_Enunciado a_. Transcreva integralmente, sem nenhuma alteração, o texto abaixo sobre a cúpula do clima em Baku.

A cúpula do clima da ONU deste ano, realizada em Baku, Azerbaijão, começou em meio a elogios exuberantes às energias fósseis, sendo saudada pelo presidente do país, Ilham Aliyev, como um “presente de Deus”. Contudo, seu fechamento foi marcado por um acordo de financiamento climático que deixou os países em desenvolvimento sentindo-se ofendidos, taxando-o de “insulto, piada e traição”. O clima da conferência, que deveria ser um espaço de colaboração global, transpareceu uma profunda frustração e desconfiança, levantando questões sobre a eficácia e o futuro das negociações climáticas em uma era de crescente polarização.
O foco central da Conferência das Partes (COP29) foi o quanto os países ricos, historicamente os maiores responsáveis pela crise climática, deveriam contribuir para apoiar as nações em desenvolvimento, que enfrentam as piores consequências da mudança climática. O valor discutido foi de 300 bilhões de dólares por ano até 2035; uma quantia que muitos consideraram profundamente insuficiente, não alcançando os 1,3 trilhões de dólares que economistas estimam serem necessários para lidar com essa crise. Enquanto países desenvolvidos afirmaram que era o máximo que podiam oferecer, as nações mais pobres ficaram consternadas, classificando a proposta como “abismal”.

_Itens_.
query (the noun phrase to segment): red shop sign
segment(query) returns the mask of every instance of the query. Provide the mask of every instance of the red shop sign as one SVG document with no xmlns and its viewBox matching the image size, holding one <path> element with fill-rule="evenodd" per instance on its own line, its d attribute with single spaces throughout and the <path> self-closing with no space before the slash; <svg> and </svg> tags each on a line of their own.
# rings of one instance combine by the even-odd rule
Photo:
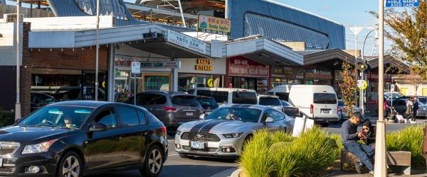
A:
<svg viewBox="0 0 427 177">
<path fill-rule="evenodd" d="M 258 63 L 244 57 L 231 57 L 228 75 L 237 76 L 268 77 L 270 69 L 268 65 Z"/>
</svg>

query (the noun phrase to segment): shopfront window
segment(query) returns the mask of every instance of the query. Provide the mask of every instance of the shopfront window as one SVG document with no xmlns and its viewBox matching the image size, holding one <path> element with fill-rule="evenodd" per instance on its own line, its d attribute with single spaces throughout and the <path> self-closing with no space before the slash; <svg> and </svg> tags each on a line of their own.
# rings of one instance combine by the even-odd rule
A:
<svg viewBox="0 0 427 177">
<path fill-rule="evenodd" d="M 214 74 L 179 74 L 178 86 L 183 91 L 197 87 L 223 87 L 222 77 Z"/>
<path fill-rule="evenodd" d="M 98 74 L 98 100 L 107 100 L 107 72 Z M 85 70 L 34 69 L 31 92 L 50 95 L 58 101 L 95 100 L 95 72 Z"/>
</svg>

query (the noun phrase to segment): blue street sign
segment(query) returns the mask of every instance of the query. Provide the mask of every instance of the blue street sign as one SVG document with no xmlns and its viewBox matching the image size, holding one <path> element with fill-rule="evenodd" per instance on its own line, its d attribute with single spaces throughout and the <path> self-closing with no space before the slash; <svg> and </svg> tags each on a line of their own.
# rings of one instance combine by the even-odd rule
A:
<svg viewBox="0 0 427 177">
<path fill-rule="evenodd" d="M 386 7 L 418 7 L 420 0 L 386 0 Z"/>
</svg>

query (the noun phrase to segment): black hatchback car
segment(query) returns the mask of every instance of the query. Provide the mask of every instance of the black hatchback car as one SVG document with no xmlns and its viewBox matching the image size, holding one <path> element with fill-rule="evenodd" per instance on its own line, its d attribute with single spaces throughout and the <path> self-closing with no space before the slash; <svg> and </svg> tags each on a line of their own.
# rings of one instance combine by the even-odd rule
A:
<svg viewBox="0 0 427 177">
<path fill-rule="evenodd" d="M 0 176 L 73 176 L 138 169 L 157 176 L 165 126 L 147 110 L 100 101 L 46 105 L 0 129 Z"/>
</svg>

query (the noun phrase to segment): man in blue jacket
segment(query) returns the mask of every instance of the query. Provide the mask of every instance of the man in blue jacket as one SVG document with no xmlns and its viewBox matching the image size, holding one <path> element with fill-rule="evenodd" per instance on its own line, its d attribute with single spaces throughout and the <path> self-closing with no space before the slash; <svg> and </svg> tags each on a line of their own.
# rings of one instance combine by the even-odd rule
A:
<svg viewBox="0 0 427 177">
<path fill-rule="evenodd" d="M 374 156 L 375 152 L 369 146 L 357 142 L 364 137 L 362 132 L 357 132 L 357 125 L 362 119 L 362 114 L 356 112 L 349 120 L 344 122 L 341 126 L 341 139 L 344 148 L 347 152 L 353 153 L 363 163 L 357 162 L 354 164 L 357 173 L 361 173 L 362 166 L 364 164 L 369 169 L 369 173 L 374 174 L 374 165 L 371 159 Z"/>
</svg>

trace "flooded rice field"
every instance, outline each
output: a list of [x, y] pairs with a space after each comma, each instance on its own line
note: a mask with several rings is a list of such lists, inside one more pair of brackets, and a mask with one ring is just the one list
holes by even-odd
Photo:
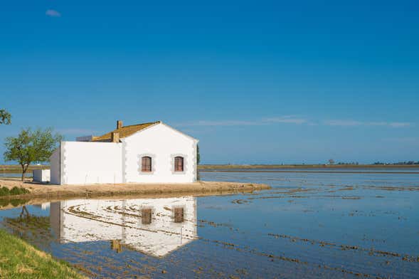
[[203, 172], [272, 189], [15, 201], [0, 226], [93, 278], [417, 278], [419, 174], [388, 172]]

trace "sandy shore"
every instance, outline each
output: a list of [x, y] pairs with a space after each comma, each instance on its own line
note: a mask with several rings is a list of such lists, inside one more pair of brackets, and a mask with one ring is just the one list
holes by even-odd
[[[31, 192], [9, 199], [54, 199], [64, 197], [93, 197], [100, 196], [122, 196], [128, 195], [174, 196], [191, 194], [193, 196], [224, 194], [248, 192], [270, 189], [266, 184], [223, 181], [197, 181], [185, 184], [121, 184], [91, 185], [49, 185], [24, 182], [18, 179], [0, 179], [0, 186], [12, 188], [24, 187]], [[1, 197], [0, 197], [1, 198]]]

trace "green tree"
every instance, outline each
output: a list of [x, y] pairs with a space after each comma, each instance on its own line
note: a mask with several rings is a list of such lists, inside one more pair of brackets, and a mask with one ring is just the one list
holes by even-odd
[[16, 161], [22, 167], [22, 181], [29, 165], [35, 162], [48, 161], [63, 136], [53, 134], [51, 128], [45, 130], [23, 129], [16, 137], [6, 138], [4, 159]]
[[11, 115], [6, 110], [0, 110], [0, 125], [6, 124], [6, 125], [10, 125], [11, 119]]

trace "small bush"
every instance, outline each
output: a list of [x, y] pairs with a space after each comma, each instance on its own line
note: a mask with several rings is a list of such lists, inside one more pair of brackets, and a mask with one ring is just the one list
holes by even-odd
[[29, 190], [28, 190], [27, 189], [16, 187], [16, 186], [14, 187], [13, 187], [11, 189], [11, 190], [10, 190], [10, 194], [13, 195], [13, 196], [21, 195], [22, 194], [28, 194], [28, 193], [29, 193]]
[[10, 195], [10, 191], [9, 190], [9, 188], [5, 186], [0, 188], [0, 196], [9, 195]]

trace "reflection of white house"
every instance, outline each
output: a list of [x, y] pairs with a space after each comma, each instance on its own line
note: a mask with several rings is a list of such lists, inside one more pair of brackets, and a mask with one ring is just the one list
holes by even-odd
[[192, 196], [51, 203], [51, 222], [62, 243], [110, 241], [117, 251], [125, 246], [158, 257], [197, 238]]
[[51, 183], [186, 183], [196, 180], [198, 140], [160, 121], [100, 137], [61, 142], [50, 158]]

_Enunciado b_. Identifique na listagem acima cada linha em que aparece a palavra "noun" e copie todas essas linhas.

_Resposta a_.
A cúpula do clima da ONU deste ano, realizada em Baku, Azerbaijão, começou em meio a elogios exuberantes às energias fósseis, sendo saudada pelo presidente do país, Ilham Aliyev, como um “presente de Deus”. Contudo, seu fechamento foi marcado por um acordo de financiamento climático que deixou os países em desenvolvimento sentindo-se ofendidos, taxando-o de “insulto, piada e traição”. O clima da conferência, que deveria ser um espaço de colaboração global, transpareceu uma profunda frustração e desconfiança, levantando questões sobre a eficácia e o futuro das negociações climáticas em uma era de crescente polarização.
O foco central da Conferência das Partes (COP29) foi o quanto os países ricos, historicamente os maiores responsáveis pela crise climática, deveriam contribuir para apoiar as nações em desenvolvimento, que enfrentam as piores consequências da mudança climática. O valor discutido foi de 300 bilhões de dólares por ano até 2035; uma quantia que muitos consideraram profundamente insuficiente, não alcançando os 1,3 trilhões de dólares que economistas estimam serem necessários para lidar com essa crise. Enquanto países desenvolvidos afirmaram que era o máximo que podiam oferecer, as nações mais pobres ficaram consternadas, classificando a proposta como “abismal”.

_Resposta b_.
query (the noun phrase to segment): red shop sign
query (the noun phrase to segment): shopfront window
query (the noun phrase to segment): blue street sign
query (the noun phrase to segment): black hatchback car
query (the noun phrase to segment): man in blue jacket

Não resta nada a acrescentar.